_WORK TO BE COMPLETED_
Locate the line containing "the sea anemone.", then please write out that line and all the lines below it in the entries exactly.

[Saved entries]
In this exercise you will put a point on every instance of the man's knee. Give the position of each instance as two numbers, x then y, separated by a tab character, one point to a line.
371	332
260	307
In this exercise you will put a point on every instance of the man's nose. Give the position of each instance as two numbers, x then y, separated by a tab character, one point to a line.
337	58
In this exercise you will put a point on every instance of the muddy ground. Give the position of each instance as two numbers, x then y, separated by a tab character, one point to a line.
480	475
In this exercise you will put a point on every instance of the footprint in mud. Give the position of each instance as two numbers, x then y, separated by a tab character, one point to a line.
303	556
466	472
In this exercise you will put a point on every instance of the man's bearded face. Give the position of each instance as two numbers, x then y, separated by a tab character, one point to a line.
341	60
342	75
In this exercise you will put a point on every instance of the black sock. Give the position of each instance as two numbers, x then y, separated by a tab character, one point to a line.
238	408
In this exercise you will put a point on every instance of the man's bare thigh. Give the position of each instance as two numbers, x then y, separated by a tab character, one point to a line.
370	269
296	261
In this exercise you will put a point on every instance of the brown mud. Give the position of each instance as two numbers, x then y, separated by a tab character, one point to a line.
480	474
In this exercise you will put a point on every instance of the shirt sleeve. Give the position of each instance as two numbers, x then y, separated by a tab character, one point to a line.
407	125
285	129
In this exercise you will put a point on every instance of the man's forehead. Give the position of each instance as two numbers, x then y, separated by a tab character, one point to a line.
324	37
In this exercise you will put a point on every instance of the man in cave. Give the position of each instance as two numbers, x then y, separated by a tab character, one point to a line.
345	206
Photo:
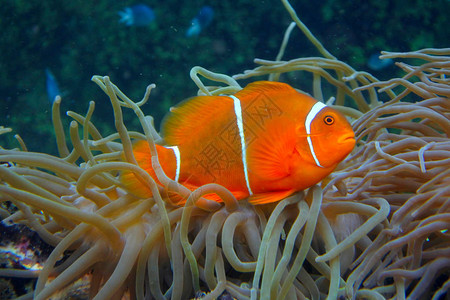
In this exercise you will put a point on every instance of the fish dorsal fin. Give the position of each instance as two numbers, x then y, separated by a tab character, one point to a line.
192	116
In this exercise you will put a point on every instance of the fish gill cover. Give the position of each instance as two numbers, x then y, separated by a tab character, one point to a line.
377	227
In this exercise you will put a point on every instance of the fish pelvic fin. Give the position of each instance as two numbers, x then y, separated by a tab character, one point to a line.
141	150
269	197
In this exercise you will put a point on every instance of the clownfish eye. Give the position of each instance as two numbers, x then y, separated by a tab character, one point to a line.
328	120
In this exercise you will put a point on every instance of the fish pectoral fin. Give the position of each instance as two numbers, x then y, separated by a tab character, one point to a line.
269	197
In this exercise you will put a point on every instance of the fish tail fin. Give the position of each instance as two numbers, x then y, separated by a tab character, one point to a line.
142	154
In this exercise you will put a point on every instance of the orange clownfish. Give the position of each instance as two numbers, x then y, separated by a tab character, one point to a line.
263	143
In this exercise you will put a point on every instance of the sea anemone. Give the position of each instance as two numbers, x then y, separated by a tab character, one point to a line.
375	228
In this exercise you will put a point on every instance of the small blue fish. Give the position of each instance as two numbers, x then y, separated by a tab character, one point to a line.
376	64
52	86
137	15
201	21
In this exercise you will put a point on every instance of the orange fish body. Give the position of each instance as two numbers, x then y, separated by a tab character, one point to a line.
265	142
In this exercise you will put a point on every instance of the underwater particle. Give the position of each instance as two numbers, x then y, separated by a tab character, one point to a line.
6	290
51	85
376	64
137	15
202	20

_ANSWER TO THIS TASK_
In this exercise you will put a point on every instance of the sea anemone. Give the position of each instance as two numbers, x then y, separated by a tab character, one point to a line.
375	228
In this exercise you will put a point on every instance of the small blue fish. Give the position of each instance as two numbers, x then y, separated by a tab character, one point to a line.
376	64
52	86
137	15
201	21
In this exercise you will put a point on every instance of the orange fish body. Give the position of each instance as two numbers, x then y, separated by a tab character, one point to a line.
265	142
In this exercise you will put a point on every instance of the underwater particle. Give the position of each instance as two numbers, x then y, separated by a tab character, one point to a line.
6	290
51	85
376	64
137	15
202	20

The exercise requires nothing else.